Annotation dataset entries:
__________

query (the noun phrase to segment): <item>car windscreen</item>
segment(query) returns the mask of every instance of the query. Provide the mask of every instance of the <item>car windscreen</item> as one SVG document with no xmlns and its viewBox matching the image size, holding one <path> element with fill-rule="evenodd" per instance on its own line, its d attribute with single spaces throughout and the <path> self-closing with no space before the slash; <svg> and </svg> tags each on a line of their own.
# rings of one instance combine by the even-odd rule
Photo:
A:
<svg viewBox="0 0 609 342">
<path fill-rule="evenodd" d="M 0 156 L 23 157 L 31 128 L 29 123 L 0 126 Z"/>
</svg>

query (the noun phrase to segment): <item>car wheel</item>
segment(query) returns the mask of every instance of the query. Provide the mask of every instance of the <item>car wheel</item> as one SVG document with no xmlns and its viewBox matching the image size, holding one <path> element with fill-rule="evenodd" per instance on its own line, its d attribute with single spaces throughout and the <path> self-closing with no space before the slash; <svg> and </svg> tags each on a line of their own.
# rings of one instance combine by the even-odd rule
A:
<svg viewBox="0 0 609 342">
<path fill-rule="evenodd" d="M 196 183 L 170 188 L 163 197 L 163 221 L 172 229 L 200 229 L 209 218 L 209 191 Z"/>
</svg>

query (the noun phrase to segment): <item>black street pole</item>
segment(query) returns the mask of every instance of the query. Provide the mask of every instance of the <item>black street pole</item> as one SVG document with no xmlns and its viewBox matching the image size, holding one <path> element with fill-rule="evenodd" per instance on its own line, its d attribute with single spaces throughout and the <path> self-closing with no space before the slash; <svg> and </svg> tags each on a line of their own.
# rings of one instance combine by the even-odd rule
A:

__________

_YOUR GOAL:_ Give the listing again, word for word.

_TASK RESPONSE:_
query (the noun phrase to segment): <item>car windscreen</item>
segment(query) returns the mask of every instance of the query. Provide the mask of every instance of the <item>car windscreen</item> as one SVG document with no xmlns and its viewBox matching the image size, holding one <path> element with fill-rule="evenodd" per instance on its own line, its d attribute with single spaces throughout and the <path> self-closing with no space before the slash; <svg> and </svg> tags each on a line of their own.
# rings of one instance combine by the even-odd rule
Photo:
A:
<svg viewBox="0 0 609 342">
<path fill-rule="evenodd" d="M 0 156 L 23 157 L 31 128 L 29 123 L 0 126 Z"/>
</svg>

query (the noun phrase to segment): <item>car wheel</item>
segment(query) returns the mask of every instance of the query. Provide the mask of every instance of the <item>car wheel</item> as one SVG document with no xmlns and its viewBox matching the image size, holding one <path> element with fill-rule="evenodd" per instance on its own line, its d attribute with single spaces throughout and the <path> self-closing with no space before the slash; <svg> and </svg> tags each on a line of their own.
# rings of one instance combine by the even-odd rule
A:
<svg viewBox="0 0 609 342">
<path fill-rule="evenodd" d="M 196 183 L 170 188 L 163 197 L 163 221 L 172 229 L 200 229 L 209 218 L 209 191 Z"/>
</svg>

query (the noun phrase to segment): <item>black street pole</item>
segment(query) returns the mask of every instance of the query. Provide the mask of every instance of the <item>black street pole</item> as one SVG document with no xmlns and its viewBox matching the image size, holding one <path> element with fill-rule="evenodd" per instance on its own line, its d attribute with single spaces throughout and the <path> self-closing with no space before the slash; <svg> and </svg> tags each on a line of their own.
# rings of one instance combine by the even-odd rule
A:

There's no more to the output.